_Items listed in a dataset:_
"""

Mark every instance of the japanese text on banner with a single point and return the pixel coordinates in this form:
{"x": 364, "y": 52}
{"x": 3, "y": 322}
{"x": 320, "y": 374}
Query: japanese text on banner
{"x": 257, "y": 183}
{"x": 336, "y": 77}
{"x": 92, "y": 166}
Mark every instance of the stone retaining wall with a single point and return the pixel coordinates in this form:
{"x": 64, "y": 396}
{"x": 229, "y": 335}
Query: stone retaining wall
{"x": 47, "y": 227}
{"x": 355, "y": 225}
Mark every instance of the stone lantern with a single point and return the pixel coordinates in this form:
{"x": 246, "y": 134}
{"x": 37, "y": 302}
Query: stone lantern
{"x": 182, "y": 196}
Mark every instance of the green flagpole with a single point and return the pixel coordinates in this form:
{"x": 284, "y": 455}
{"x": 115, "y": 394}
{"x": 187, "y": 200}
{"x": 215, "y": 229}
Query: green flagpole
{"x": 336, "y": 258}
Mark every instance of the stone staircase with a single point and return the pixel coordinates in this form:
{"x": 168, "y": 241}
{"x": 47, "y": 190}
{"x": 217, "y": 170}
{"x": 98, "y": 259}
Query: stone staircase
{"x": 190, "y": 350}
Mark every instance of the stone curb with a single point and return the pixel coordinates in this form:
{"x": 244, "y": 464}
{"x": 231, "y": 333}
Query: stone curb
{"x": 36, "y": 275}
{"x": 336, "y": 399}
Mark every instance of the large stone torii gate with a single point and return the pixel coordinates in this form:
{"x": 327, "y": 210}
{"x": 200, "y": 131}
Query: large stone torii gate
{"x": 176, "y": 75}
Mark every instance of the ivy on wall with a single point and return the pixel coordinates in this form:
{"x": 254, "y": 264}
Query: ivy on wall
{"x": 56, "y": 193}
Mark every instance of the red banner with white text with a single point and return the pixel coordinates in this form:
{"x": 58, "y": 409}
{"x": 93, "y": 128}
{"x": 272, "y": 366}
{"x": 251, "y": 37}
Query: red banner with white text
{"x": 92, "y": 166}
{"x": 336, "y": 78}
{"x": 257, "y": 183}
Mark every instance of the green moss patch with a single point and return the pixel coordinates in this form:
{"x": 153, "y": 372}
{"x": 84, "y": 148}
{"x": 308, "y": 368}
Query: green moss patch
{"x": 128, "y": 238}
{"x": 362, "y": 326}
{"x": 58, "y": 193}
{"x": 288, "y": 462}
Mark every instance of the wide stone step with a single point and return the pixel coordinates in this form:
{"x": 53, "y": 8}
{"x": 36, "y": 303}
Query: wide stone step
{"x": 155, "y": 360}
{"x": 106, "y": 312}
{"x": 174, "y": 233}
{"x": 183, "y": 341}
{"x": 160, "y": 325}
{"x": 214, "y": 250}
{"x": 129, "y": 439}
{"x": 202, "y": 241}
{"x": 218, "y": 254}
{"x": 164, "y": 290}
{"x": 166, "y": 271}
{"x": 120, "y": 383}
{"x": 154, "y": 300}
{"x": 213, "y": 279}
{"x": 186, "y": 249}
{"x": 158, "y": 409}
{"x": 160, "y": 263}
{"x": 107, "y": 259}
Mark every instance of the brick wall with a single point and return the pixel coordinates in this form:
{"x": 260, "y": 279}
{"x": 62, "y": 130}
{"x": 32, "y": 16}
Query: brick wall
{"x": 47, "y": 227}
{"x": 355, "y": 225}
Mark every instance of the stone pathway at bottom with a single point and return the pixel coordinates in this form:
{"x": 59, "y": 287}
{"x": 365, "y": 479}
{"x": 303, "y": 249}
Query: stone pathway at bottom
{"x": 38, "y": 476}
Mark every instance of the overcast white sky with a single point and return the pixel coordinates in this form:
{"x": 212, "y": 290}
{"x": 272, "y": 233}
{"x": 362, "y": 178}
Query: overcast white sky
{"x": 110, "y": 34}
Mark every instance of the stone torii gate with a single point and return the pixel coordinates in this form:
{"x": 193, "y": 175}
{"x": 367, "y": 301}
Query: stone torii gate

"""

_WORK REQUEST:_ Without leaving anything out, give the entries again exactly.

_THE ANSWER:_
Mark every instance of the japanese text on banner with a single point and return the pixel coordinates in this form:
{"x": 364, "y": 52}
{"x": 3, "y": 322}
{"x": 320, "y": 374}
Query: japanese text on banner
{"x": 257, "y": 183}
{"x": 336, "y": 77}
{"x": 92, "y": 166}
Mark every instance of the stone retaining wall with a single point and return the pixel coordinates in this form:
{"x": 64, "y": 396}
{"x": 229, "y": 335}
Query: stone retaining wall
{"x": 47, "y": 227}
{"x": 355, "y": 225}
Mark every instance of the stone lantern with a single point and return the pixel coordinates in this form:
{"x": 246, "y": 134}
{"x": 37, "y": 302}
Query: stone lantern
{"x": 182, "y": 196}
Mark every instance of the green flagpole with a single point and return the pixel coordinates in this form:
{"x": 284, "y": 455}
{"x": 115, "y": 394}
{"x": 187, "y": 200}
{"x": 215, "y": 229}
Query: green flagpole
{"x": 336, "y": 258}
Mark every instance of the stone staircase with a single point and return the pixel coordinates in this form:
{"x": 168, "y": 241}
{"x": 47, "y": 190}
{"x": 217, "y": 170}
{"x": 98, "y": 259}
Query: stone staircase
{"x": 190, "y": 350}
Mark every instance of the stone curb with a single point and return the pixel coordinates in this form:
{"x": 244, "y": 464}
{"x": 231, "y": 333}
Query: stone curb
{"x": 36, "y": 275}
{"x": 336, "y": 399}
Mark every instance of the large stone torii gate with a single point and return the pixel coordinates in this form:
{"x": 327, "y": 210}
{"x": 200, "y": 131}
Query: large stone torii gate
{"x": 176, "y": 75}
Mark every instance of the ivy on wall with a single point and return the pixel coordinates in this form:
{"x": 254, "y": 264}
Query: ivy on wall
{"x": 56, "y": 193}
Mark every instance of the red banner with white text with a single point and return the pixel coordinates in this form:
{"x": 58, "y": 409}
{"x": 93, "y": 128}
{"x": 272, "y": 366}
{"x": 251, "y": 37}
Query: red banner with white text
{"x": 92, "y": 166}
{"x": 336, "y": 78}
{"x": 257, "y": 183}
Mark every instance of the green moss patch with a single point and return the pixel coordinates in this form:
{"x": 153, "y": 372}
{"x": 84, "y": 148}
{"x": 308, "y": 368}
Query: green moss patch
{"x": 128, "y": 238}
{"x": 362, "y": 326}
{"x": 58, "y": 193}
{"x": 288, "y": 462}
Mark every instance of the wide stone step with a single point and return the pixel coordinates in this form:
{"x": 53, "y": 8}
{"x": 36, "y": 303}
Query: wide stone step
{"x": 155, "y": 360}
{"x": 106, "y": 312}
{"x": 174, "y": 233}
{"x": 183, "y": 341}
{"x": 160, "y": 325}
{"x": 214, "y": 250}
{"x": 129, "y": 439}
{"x": 202, "y": 241}
{"x": 218, "y": 254}
{"x": 164, "y": 290}
{"x": 166, "y": 271}
{"x": 120, "y": 383}
{"x": 154, "y": 300}
{"x": 213, "y": 279}
{"x": 186, "y": 249}
{"x": 158, "y": 409}
{"x": 160, "y": 263}
{"x": 107, "y": 259}
Mark every instance of the brick wall with a single point and return the pixel coordinates in this form:
{"x": 260, "y": 279}
{"x": 62, "y": 130}
{"x": 32, "y": 16}
Query: brick wall
{"x": 47, "y": 227}
{"x": 355, "y": 225}
Mark every instance of the stone pathway at bottom with a single point and return the pixel coordinates in this form:
{"x": 59, "y": 287}
{"x": 365, "y": 479}
{"x": 303, "y": 249}
Query: stone pathway at bottom
{"x": 38, "y": 476}
Mark every instance of the overcast white sky with a single point and return the pixel coordinates in this form:
{"x": 212, "y": 290}
{"x": 272, "y": 233}
{"x": 362, "y": 178}
Query: overcast white sky
{"x": 110, "y": 34}
Mark every instance of the stone torii gate with a single point and return the pixel coordinates in this form:
{"x": 193, "y": 175}
{"x": 367, "y": 301}
Query: stone torii gate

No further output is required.